-- START SUPPLIED DATA --

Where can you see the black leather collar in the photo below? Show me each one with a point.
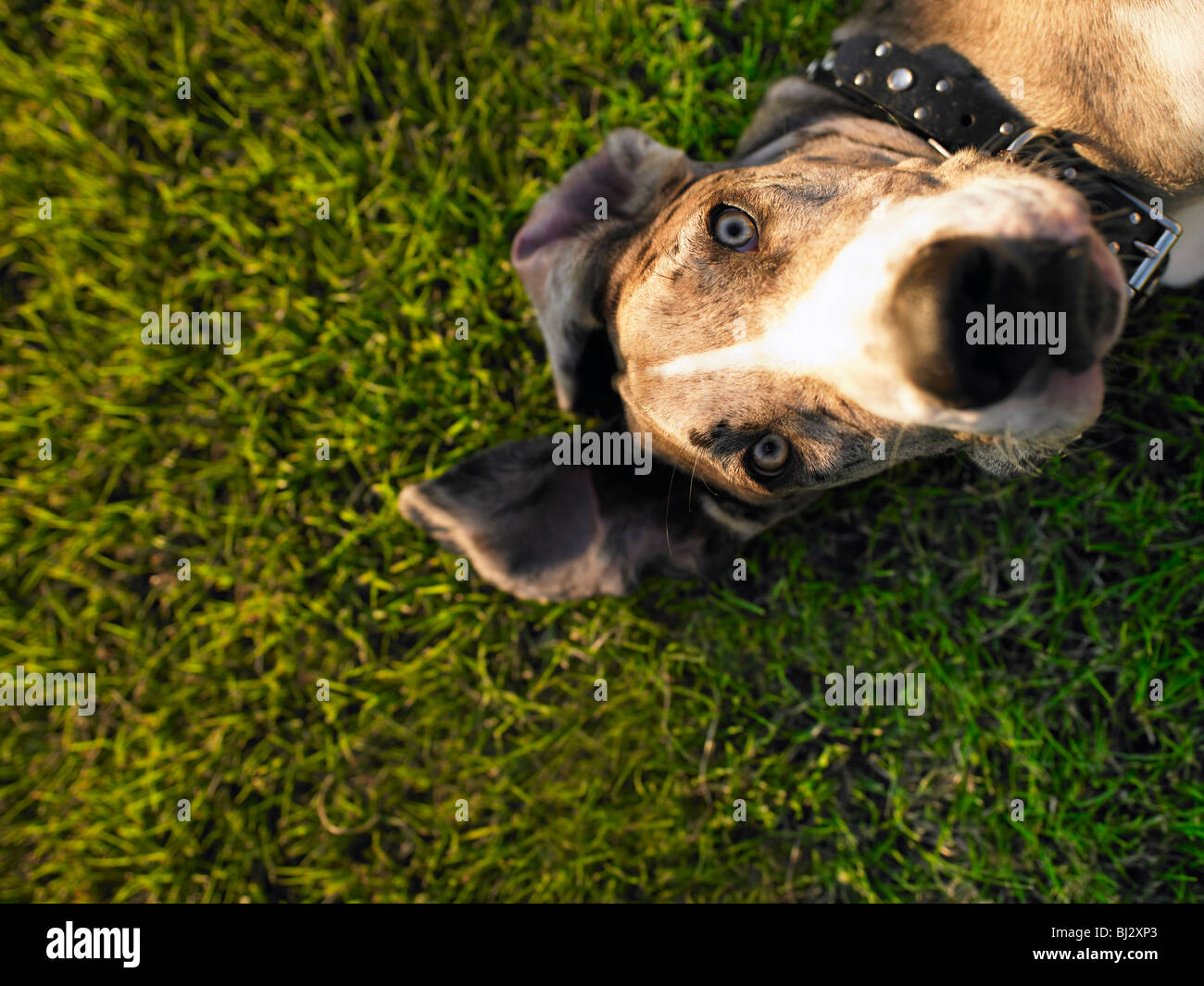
(958, 112)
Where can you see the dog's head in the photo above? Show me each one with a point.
(835, 300)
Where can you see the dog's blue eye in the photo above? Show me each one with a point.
(734, 229)
(770, 454)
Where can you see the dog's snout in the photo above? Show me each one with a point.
(975, 316)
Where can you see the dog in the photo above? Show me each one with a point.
(858, 285)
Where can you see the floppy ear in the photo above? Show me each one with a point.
(567, 245)
(546, 531)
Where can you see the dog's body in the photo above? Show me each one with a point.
(795, 319)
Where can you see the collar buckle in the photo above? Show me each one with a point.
(1152, 255)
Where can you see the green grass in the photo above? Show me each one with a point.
(441, 690)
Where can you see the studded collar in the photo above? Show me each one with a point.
(956, 113)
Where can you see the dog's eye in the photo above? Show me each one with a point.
(770, 454)
(734, 229)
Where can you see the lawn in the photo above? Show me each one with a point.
(442, 692)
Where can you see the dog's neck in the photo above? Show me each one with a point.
(1131, 85)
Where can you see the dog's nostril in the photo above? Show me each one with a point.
(968, 307)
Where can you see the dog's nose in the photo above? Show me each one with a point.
(976, 316)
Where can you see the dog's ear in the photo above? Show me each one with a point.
(569, 243)
(546, 531)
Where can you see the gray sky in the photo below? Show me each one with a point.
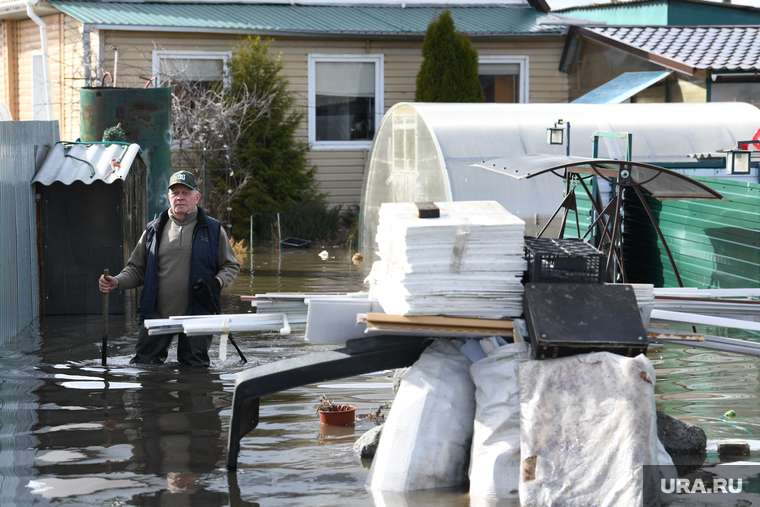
(562, 4)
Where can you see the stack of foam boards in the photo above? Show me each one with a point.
(468, 262)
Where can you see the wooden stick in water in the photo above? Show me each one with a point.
(105, 325)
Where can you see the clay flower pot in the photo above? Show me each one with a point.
(343, 417)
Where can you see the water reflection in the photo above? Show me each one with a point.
(72, 432)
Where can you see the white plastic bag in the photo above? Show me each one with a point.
(588, 426)
(495, 458)
(426, 438)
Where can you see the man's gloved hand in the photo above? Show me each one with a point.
(205, 292)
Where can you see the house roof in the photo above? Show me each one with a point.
(315, 20)
(667, 12)
(685, 49)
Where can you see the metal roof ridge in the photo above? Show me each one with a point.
(617, 4)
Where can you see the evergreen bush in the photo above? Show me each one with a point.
(281, 175)
(449, 71)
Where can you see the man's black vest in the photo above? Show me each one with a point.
(204, 262)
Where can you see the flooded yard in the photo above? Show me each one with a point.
(75, 433)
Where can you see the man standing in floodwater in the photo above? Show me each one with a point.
(182, 261)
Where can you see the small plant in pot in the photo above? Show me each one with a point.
(335, 415)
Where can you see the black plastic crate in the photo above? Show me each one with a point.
(563, 261)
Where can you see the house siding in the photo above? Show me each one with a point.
(28, 41)
(339, 172)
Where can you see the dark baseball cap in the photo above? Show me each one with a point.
(184, 178)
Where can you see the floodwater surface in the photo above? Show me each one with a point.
(75, 433)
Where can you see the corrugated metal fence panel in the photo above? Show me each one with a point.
(714, 243)
(19, 280)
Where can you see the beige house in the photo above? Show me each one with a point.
(348, 62)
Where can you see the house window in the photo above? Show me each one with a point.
(504, 78)
(199, 67)
(345, 100)
(39, 92)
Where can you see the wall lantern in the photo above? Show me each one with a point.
(738, 160)
(556, 134)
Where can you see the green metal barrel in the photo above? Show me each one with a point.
(145, 116)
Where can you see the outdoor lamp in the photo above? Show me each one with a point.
(555, 135)
(737, 161)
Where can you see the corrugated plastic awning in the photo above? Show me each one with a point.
(86, 163)
(268, 19)
(622, 87)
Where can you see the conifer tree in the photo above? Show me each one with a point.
(449, 71)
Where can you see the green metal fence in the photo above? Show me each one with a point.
(714, 243)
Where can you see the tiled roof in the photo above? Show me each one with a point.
(695, 47)
(278, 19)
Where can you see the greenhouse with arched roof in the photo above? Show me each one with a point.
(428, 152)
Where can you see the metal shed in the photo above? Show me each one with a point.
(92, 211)
(426, 152)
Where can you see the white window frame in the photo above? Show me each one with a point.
(159, 54)
(523, 61)
(379, 60)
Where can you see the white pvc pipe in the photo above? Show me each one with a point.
(44, 48)
(703, 320)
(115, 64)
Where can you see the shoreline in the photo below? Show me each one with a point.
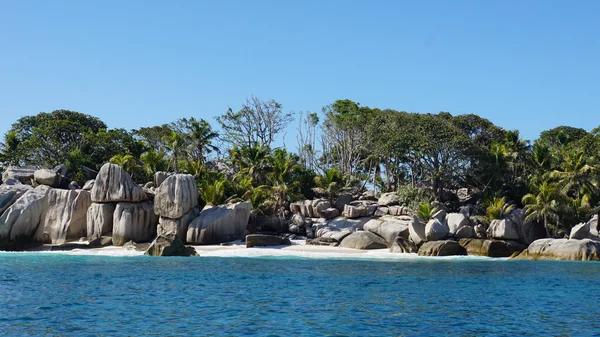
(239, 250)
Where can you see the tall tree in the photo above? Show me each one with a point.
(257, 122)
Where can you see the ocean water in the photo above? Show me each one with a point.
(79, 295)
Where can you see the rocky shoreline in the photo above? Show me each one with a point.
(42, 210)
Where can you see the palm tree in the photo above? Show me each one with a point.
(543, 204)
(330, 183)
(153, 161)
(202, 135)
(575, 175)
(174, 141)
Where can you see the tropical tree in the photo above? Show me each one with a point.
(543, 204)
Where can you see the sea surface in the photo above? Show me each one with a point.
(71, 295)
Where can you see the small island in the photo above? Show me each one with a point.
(361, 178)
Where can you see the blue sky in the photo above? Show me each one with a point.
(530, 65)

-- END SUPPLIED DATA --

*WRITTEN EXERCISE*. All of the data needs repeating exactly, but the pictures do not.

*TASK SOLUTION*.
Where can you see the black leather collar in the photo below? Show me each one with a point.
(958, 112)
Where can you see the dog's head in the photo above? Show me each one with a point.
(835, 300)
Where can you see the dog's blue eye in the photo above? Show me each one with a point.
(734, 229)
(770, 454)
Where can you see the dog's snout in the photo above? Show me each one with a point.
(975, 316)
Where can you see the dog in the photo above? Show me each one with a point.
(858, 285)
Where can you see the floppy ear in the photo above? Show me each one with a point.
(567, 245)
(546, 531)
Where can you see the dog's body in the photo above? Show me each one with a point.
(795, 319)
Where can you see the collar buckle in the photo above? Show me each one with a point.
(1152, 255)
Where can you see the green grass in the photo above? Show me each one with a point.
(441, 690)
Where can you see the studded collar in the photo above? Show me each one with a point.
(956, 113)
Where can you see the dog's eye in the photo above? Show me each one with a point.
(770, 454)
(734, 229)
Where can you see the lawn in the photo above? Show me each one with a point.
(442, 692)
Where can you see the dog's neck in the photo above? Show me each one with a point.
(1131, 85)
Where can you see the dog's nostril in the photo above? Show me each one with a point.
(968, 307)
Where can you see the dog's nose in the photo above? Show me each one with a point.
(976, 316)
Where can you see the dog's ear in the photo above? Show me each one with a point.
(569, 243)
(546, 531)
Where can you see the gray sky in the photo below? Show me each one with a point.
(562, 4)
Where can you see the stack of foam boards in the photo above? Show me each one with a point.
(468, 262)
Where can you see the wooden stick in water in the photo above? Show me each one with a point.
(105, 325)
Where can you see the clay flower pot in the photo above? Show me each one with a point.
(343, 417)
Where can you see the water reflection in the photo above? Show me each one with a point.
(72, 432)
Where can you see the white plastic bag in the photo above? Show me each one with a point.
(588, 426)
(495, 458)
(426, 438)
Where can you see the man's gloved hand in the photo above? Show me each one with a point.
(205, 292)
Where can you see the house roof in the photo above? Show me each one with a point.
(315, 20)
(667, 12)
(685, 49)
Where can you see the metal roof ridge in the photo above? Show me each one with a point.
(617, 4)
Where can you see the evergreen bush in the photo above? Show me each one with a point.
(281, 175)
(449, 71)
Where can you see the man's black vest in the photo above? Show me each one with a point.
(204, 262)
Where can you see the flooded yard in the photo above? Show me each one with a point.
(75, 433)
Where can you see the man standing in floodwater in the photo above? Show me each one with a point.
(182, 261)
Where can you see the small plant in pot in the photo above? Show me each one with a point.
(335, 415)
Where can you see the black plastic crate in the photo above? Show me each one with a point.
(563, 261)
Where can you see the house siding in the photo above? Show me each one with a point.
(28, 41)
(339, 172)
Where can you see the dark baseball cap in the photo above? Show me each one with a point.
(184, 178)
Where can you see the floodwater surface in the photo above? Show me each one with a point.
(75, 433)
Where can you see the corrugated metal fence panel in the photo above? Show me each one with a point.
(714, 243)
(19, 280)
Where can you see the beige house in the photo above? Show me each one with a point.
(348, 62)
Where can you see the house window in the photo above? Show me each one with a point.
(504, 78)
(199, 67)
(345, 100)
(39, 92)
Where can you see the wall lantern in the photo above? Show me each one with a point.
(738, 160)
(556, 134)
Where can you see the green metal barrel in the photo above? Show me each one with a point.
(145, 116)
Where can you see the outdoor lamp in the photo above? Show me each one with a point.
(555, 135)
(737, 161)
Where can you see the corrugated plastic awning in the photo above? Show me each one with a point.
(86, 163)
(268, 19)
(622, 87)
Where can you see the conifer tree in the photo above? Show me each one with a point.
(449, 71)
Where can you see the green metal fence in the photo above? Show me each one with a point.
(714, 243)
Where can you see the tiled roof in the photo above? Show me each one with a point.
(695, 47)
(278, 19)
Where can you see the greenhouse with arched roof in the photo above? Show me each one with a point.
(428, 152)
Where can you see the metal shed in the photo above? Show me each one with a point.
(92, 211)
(426, 152)
Where can you see the white window frame in the photo above? Show me each one with a point.
(159, 54)
(523, 61)
(379, 60)
Where can you see the white pvc pipe in the photo above? Show me each one with a point.
(44, 48)
(703, 320)
(115, 64)
Where can you see the shoreline in the photo below? Show me each one with a point.
(239, 250)
Where can you see the tall tree in the photo above? Show me each one with a point.
(257, 122)
Where can you see the ocean water in the photo above? Show me each one with a point.
(79, 295)
Where can you see the rocky shoreline in the photo above? Show me each one with a point.
(42, 210)
Where can you see the palm tree in the photo above? Show me each one with a point.
(543, 204)
(330, 183)
(153, 161)
(202, 135)
(575, 175)
(174, 141)
Where can you see the tropical tree in the photo above? Show me each one with a point.
(543, 204)
Where can you see the sea surface in the photo above? Show me each one with a point.
(71, 295)
Where can you see the small island in the photo above? Show me each one with a point.
(361, 178)
Where can you see the blue sky in the photo above? Show me each one with a point.
(530, 65)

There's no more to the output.